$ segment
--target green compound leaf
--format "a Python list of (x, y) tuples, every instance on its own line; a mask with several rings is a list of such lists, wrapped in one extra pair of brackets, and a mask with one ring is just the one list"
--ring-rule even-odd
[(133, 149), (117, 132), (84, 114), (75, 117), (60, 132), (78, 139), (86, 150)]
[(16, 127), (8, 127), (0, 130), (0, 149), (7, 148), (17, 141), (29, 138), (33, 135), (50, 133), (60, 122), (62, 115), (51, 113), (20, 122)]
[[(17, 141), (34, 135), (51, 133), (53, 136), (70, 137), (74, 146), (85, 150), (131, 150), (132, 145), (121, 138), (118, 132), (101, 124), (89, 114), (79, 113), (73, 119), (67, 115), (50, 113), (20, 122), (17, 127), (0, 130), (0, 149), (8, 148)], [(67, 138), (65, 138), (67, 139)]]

#####

**EXERCISE PROMPT**
Reproduce the entire listing above verbatim, keeping every line as it stands.

**ANSWER TO THIS TASK**
$ segment
--target green compound leaf
--format "a Python list of (x, y) tuples, every instance on its own line; a mask with several rings is a list of such lists, wrapped in one extra pair of brackets, and a mask with one ring is just the one list"
--ring-rule even-odd
[(133, 149), (117, 132), (84, 114), (75, 117), (60, 132), (78, 139), (86, 150)]
[(16, 127), (8, 127), (0, 130), (0, 149), (7, 148), (17, 141), (29, 138), (33, 135), (50, 133), (60, 122), (62, 115), (51, 113), (20, 122)]
[[(17, 141), (34, 135), (51, 133), (53, 136), (70, 137), (74, 146), (85, 150), (131, 150), (132, 145), (121, 138), (118, 132), (101, 124), (89, 114), (79, 113), (73, 119), (67, 115), (50, 113), (20, 122), (17, 127), (0, 130), (0, 149), (8, 148)], [(67, 138), (65, 138), (67, 139)]]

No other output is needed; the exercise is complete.